:: INPUT FOR THIS TASK
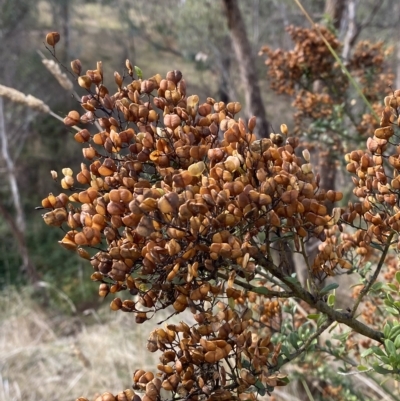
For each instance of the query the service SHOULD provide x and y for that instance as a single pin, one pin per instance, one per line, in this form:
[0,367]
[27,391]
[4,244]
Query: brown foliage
[179,205]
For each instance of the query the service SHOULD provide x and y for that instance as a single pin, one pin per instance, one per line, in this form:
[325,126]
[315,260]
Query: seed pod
[52,38]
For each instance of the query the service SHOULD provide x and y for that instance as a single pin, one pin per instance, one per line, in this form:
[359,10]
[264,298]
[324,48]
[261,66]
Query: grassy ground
[44,356]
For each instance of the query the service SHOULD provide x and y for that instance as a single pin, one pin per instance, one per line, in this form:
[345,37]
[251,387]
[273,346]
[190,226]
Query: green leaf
[394,332]
[376,286]
[381,370]
[313,316]
[261,290]
[139,72]
[293,338]
[328,288]
[386,330]
[292,280]
[378,351]
[391,287]
[367,352]
[397,276]
[392,311]
[390,348]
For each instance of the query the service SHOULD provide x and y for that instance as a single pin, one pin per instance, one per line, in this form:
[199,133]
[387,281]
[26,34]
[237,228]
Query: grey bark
[246,62]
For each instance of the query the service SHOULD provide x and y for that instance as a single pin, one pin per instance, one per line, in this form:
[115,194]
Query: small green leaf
[381,370]
[261,290]
[376,286]
[392,311]
[139,72]
[293,338]
[386,330]
[328,288]
[397,276]
[292,280]
[391,287]
[378,351]
[394,332]
[367,352]
[390,348]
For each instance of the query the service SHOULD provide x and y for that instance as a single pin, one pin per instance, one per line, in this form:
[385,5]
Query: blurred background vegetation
[190,35]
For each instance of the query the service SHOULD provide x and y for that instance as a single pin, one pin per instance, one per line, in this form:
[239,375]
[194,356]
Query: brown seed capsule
[52,38]
[76,66]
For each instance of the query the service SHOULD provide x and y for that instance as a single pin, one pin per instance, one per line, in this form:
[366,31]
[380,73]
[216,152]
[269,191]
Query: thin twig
[372,280]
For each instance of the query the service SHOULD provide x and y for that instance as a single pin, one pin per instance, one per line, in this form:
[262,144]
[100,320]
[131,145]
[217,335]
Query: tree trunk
[247,68]
[334,10]
[17,225]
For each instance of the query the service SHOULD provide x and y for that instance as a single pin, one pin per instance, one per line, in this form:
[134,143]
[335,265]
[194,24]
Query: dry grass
[45,357]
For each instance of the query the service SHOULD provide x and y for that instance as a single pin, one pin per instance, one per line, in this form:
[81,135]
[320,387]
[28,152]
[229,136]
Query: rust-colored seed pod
[52,38]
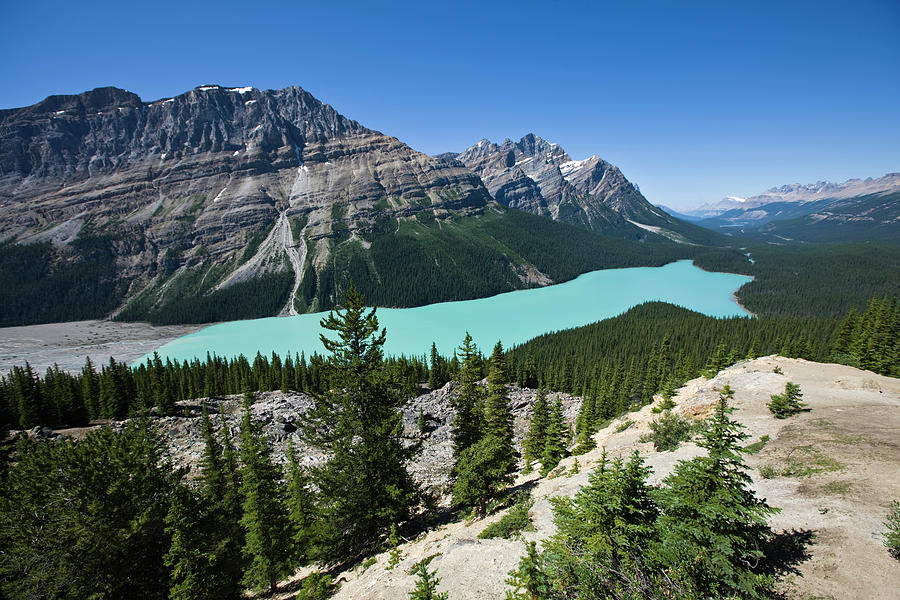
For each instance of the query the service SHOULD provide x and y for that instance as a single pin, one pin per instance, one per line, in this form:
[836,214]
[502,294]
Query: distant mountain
[224,203]
[858,209]
[773,202]
[873,217]
[539,177]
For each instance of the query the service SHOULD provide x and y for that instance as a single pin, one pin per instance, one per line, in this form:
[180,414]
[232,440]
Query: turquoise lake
[512,318]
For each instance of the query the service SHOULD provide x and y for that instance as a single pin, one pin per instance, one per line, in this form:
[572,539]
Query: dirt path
[836,469]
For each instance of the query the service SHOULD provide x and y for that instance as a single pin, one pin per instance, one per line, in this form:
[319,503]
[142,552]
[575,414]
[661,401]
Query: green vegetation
[668,431]
[42,284]
[363,489]
[426,582]
[872,340]
[787,404]
[892,535]
[485,457]
[703,534]
[515,520]
[755,447]
[87,519]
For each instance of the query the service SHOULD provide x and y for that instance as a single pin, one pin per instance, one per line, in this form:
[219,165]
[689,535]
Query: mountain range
[823,211]
[236,202]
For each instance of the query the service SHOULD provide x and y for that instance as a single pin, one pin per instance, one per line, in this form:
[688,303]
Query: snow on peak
[567,168]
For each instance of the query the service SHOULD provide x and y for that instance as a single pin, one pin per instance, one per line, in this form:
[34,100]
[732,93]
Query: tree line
[615,365]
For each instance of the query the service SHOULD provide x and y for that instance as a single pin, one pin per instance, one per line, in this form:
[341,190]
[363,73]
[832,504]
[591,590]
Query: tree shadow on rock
[786,551]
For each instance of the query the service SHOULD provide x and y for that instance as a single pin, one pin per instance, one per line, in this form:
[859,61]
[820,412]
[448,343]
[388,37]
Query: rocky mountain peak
[234,181]
[538,176]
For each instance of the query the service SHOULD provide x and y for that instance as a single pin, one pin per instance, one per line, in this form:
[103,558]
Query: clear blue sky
[692,100]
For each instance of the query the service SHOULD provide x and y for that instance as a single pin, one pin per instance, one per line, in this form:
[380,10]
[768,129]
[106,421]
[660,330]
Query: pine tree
[485,468]
[536,438]
[194,556]
[86,519]
[467,424]
[787,404]
[426,583]
[498,420]
[712,520]
[267,545]
[90,389]
[364,488]
[435,374]
[481,474]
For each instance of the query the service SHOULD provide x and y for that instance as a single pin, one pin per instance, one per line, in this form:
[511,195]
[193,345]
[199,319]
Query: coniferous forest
[247,523]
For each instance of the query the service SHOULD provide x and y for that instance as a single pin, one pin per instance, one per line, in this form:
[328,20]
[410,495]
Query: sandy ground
[849,444]
[68,344]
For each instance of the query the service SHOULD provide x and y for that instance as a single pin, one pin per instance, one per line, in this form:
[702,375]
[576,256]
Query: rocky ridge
[831,470]
[752,207]
[539,177]
[853,420]
[224,184]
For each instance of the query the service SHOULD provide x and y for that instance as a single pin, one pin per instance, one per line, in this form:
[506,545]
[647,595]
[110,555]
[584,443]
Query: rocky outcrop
[199,185]
[538,176]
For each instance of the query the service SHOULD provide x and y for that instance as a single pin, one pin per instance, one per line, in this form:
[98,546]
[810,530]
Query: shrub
[515,520]
[787,404]
[316,586]
[669,430]
[892,535]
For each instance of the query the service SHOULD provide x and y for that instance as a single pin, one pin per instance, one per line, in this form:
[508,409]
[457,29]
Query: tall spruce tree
[469,404]
[485,468]
[364,487]
[267,542]
[712,520]
[498,420]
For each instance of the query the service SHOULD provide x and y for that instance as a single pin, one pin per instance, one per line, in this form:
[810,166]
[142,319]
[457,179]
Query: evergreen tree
[195,555]
[426,583]
[481,474]
[267,544]
[498,420]
[364,488]
[712,520]
[220,504]
[536,438]
[485,468]
[85,519]
[787,404]
[90,389]
[467,424]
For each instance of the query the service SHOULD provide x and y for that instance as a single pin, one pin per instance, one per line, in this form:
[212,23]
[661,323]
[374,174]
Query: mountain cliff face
[539,177]
[211,188]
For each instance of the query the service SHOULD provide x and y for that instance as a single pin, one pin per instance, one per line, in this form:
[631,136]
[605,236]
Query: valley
[193,387]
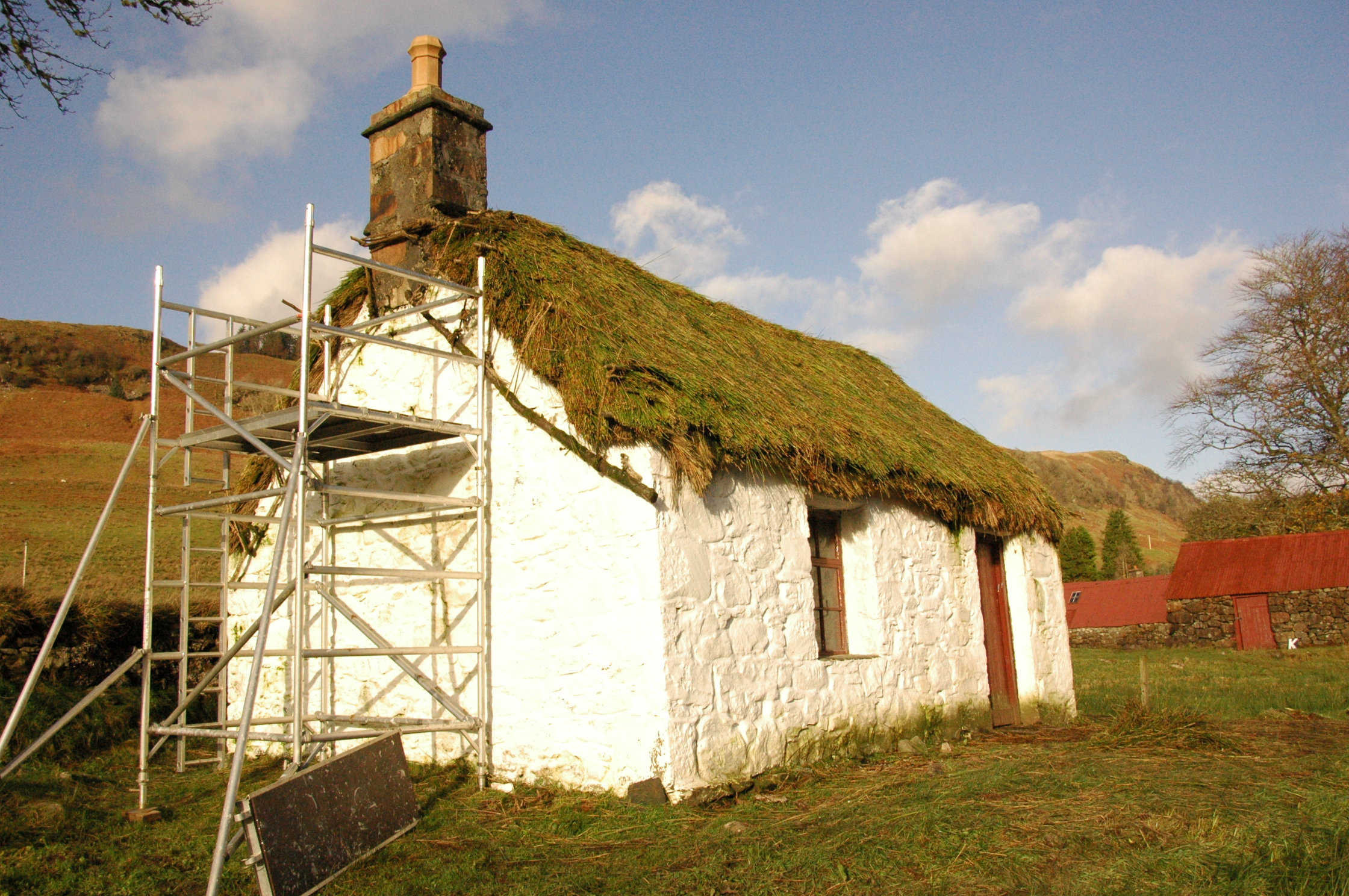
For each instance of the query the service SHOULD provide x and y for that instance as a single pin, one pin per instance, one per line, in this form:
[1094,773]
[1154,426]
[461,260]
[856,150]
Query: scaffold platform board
[335,432]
::::
→ TASK GOAL
The pictures in the entries above should be left out; all else must be copied exactly.

→ ANSWER SECTION
For each instance of the query the service SHOULD provide x and y for that instance as a single pin, one pin per instance, one per line, in this form:
[0,367]
[27,391]
[4,244]
Query: brown foliage
[179,205]
For each instance of the query the service SHOULD provide x and y for that instance as a single pin, one pin per instance, one per line, in this form:
[325,126]
[315,260]
Query: seed pod
[52,38]
For each instance of the query the service SHOULD provide x and y for that instance as a single pin, one pin per instance, one per line, in this form:
[359,10]
[264,298]
[324,48]
[261,66]
Query: grassy ground
[44,356]
For each instance of the query the service SHOULD provide x and y for that instance as a single pin, one pin per instance, one per line, in this form:
[345,37]
[251,387]
[273,346]
[190,226]
Query: green leaf
[394,332]
[376,286]
[381,370]
[313,316]
[261,290]
[139,72]
[293,338]
[328,288]
[386,330]
[292,280]
[378,351]
[391,287]
[367,352]
[397,276]
[392,311]
[390,348]
For each instance of the query the service SHOULD provide x and y for that instance as a single pin, one pin per instance, one per line, in this form:
[199,133]
[387,281]
[26,34]
[237,228]
Query: grey bark
[246,62]
For each instance of the query the service SHOULD provide x and y for that instance as a single pin, one pin per instance, one per line, in this form:
[115,194]
Query: small green leaf
[381,370]
[261,290]
[376,286]
[392,311]
[139,72]
[293,338]
[386,330]
[328,288]
[397,276]
[292,280]
[391,287]
[378,351]
[394,332]
[367,352]
[390,348]
For each instance of the query the service SHOULD provide x and y for that instance as a single pin, one pin per instance, one per line, in this form:
[385,5]
Query: blurred background vegetation
[190,35]
For each instance of the query the service SHOULD provide x and y for that instance as a single pin, one pin per instance, one per line, in this form:
[239,375]
[194,356]
Query: brown seed capsule
[52,38]
[76,66]
For each instance of the query the service SHOULD provide x and y for that instance as a single pin, one pin per instance, one per line, in this form:
[366,31]
[380,73]
[216,152]
[269,191]
Query: thin twig
[372,280]
For each instance of the query the service SHOULD provide x and y for that instance as a single pin, one pin per instance, one per line, in this form:
[262,144]
[100,320]
[131,145]
[217,335]
Query: tree trunk
[247,68]
[334,10]
[17,225]
For each instance of the query the service SHOULD provide x and y for that instance as a single pin, one pin per instance, one per line, in this form:
[134,143]
[335,265]
[194,24]
Query: dry grass
[45,357]
For each instance of the query the service SHOULD provide x and y for that instance as a single pin, one pin per instance, one per line, in this form:
[81,135]
[320,387]
[28,152]
[229,136]
Query: rust-colored seed pod
[52,38]
For each instance of the query the service SHOULD provide x and y for that instance as a single pin, one pin per instance, one per line, in this form:
[836,214]
[502,294]
Query: distant mountain
[224,203]
[858,209]
[773,202]
[873,217]
[539,177]
For each instance of the query the service SHOULD provide x and y for that instance as a single pin, one pin per instance, one per line, in this form:
[180,414]
[232,440]
Query: turquoise lake
[512,318]
For each instance of the query the service SHOULD provide x and y for that instance as a single pin, one pin per instance, one per line, in this form:
[572,539]
Query: dirt path
[836,469]
For each instance of the query the service SHOULD provide x and y for that instance as a single pin, one pin per instance, one per line, in this form:
[319,503]
[142,552]
[575,414]
[661,401]
Query: green vegetation
[668,431]
[42,284]
[363,489]
[426,582]
[872,340]
[787,404]
[892,535]
[485,457]
[703,534]
[515,520]
[755,447]
[87,519]
For each instance of the query the service SHOULD provide x and y for that instance as a single pin, one pin per instance, one per line, in this form:
[219,165]
[689,535]
Query: mountain range
[823,211]
[236,202]
For each instance of the query the service SHOULD provide x and y for that instance as a single pin, one pin per instance, one per line, in this form:
[688,303]
Query: snow on peak
[567,168]
For each instance of the query the service SHOULD provide x and y for that instance as a single pin, one pin per instance, one per line, in this form:
[34,100]
[732,93]
Query: tree line
[615,365]
For each instance of the query the service SHOULD provide x and y for that instance as a single pin, one pin per instance, one per line, in this form:
[341,190]
[363,73]
[832,504]
[591,590]
Query: tree shadow on rock
[786,551]
For each instance of the query the service SHOULD provide x and y for that instance as a single pin, one pin per instance, one per line, in this form:
[859,61]
[820,412]
[448,343]
[388,37]
Query: rocky mountain peak
[234,181]
[538,176]
For each instance of the query the service SHOULD provide x and y for that instance as a single pin, one pin per instance, one per line, in this form:
[103,558]
Query: clear blue sky
[692,100]
For each instance of the query the service SHOULD provide x and y for that instance as a single pin, one pin per instance, one per line, in this form:
[380,10]
[768,129]
[106,421]
[660,330]
Query: pine tree
[485,468]
[536,438]
[194,556]
[86,519]
[467,424]
[787,404]
[426,583]
[498,420]
[712,520]
[267,545]
[90,389]
[364,488]
[435,374]
[481,474]
For each instance of the query the service SHOULD provide x and y for that instance as a single pin, one pin per instance, one per line, in this form:
[511,195]
[193,345]
[199,319]
Query: coniferous forest
[247,523]
For each instance of the query the service SHOULD provide x and y for that instance as a single pin, one pin per instance, one per line, in this form:
[328,20]
[410,495]
Query: sandy ground
[849,444]
[68,344]
For each instance of the query the service SHOULD provide x and y for that instance as a single pin, one pin per instance, one per line, in this form:
[702,375]
[576,256]
Query: rocky ridge
[831,470]
[752,207]
[539,177]
[853,420]
[224,184]
For each instance of the query the service SHOULD provide x and y for that instance as a single pin, one pin per instance, one per line, in this form:
[506,545]
[647,595]
[110,555]
[584,443]
Query: rocky outcrop
[199,185]
[538,176]
For each instance of the query the service SHOULD provide x and y for that instance as a single pin, one pin per instance, one per line, in this form:
[98,546]
[810,530]
Query: shrub
[515,520]
[787,404]
[316,586]
[669,430]
[892,535]
For each instance of the query the service SHOULD provide x and y for that instance as a single pin, one pin per instance, one per line, in this form:
[508,409]
[457,29]
Query: tall spruce tree
[469,404]
[485,468]
[364,487]
[267,542]
[712,520]
[498,420]
For each instance of the query the service SHOULD provide x and y for that instance as a single pin, one pin per instance, one per line, in this form:
[810,166]
[142,319]
[457,179]
Query: evergreen tree
[195,555]
[426,583]
[481,474]
[267,544]
[498,420]
[364,488]
[712,520]
[220,504]
[536,438]
[485,468]
[85,519]
[787,404]
[90,389]
[467,424]
For each instance of the query the service SHOULD provide x and y for that instance as a single pin, one pin per instance, one per line, in this form:
[212,23]
[661,323]
[374,174]
Query: mountain cliff face
[539,177]
[211,188]
For each instance of the query the service SHOULD provide x and y for that instance as a single pin, one pin per instance, one per line, in this form:
[631,136]
[605,236]
Query: valley
[193,387]
For each instance of the query the service SHOULD provide x and y for that instance as a single pin, one pin per instance, one per line, in this form:
[1094,773]
[1154,426]
[461,260]
[856,150]
Query: scaffold platform board
[335,432]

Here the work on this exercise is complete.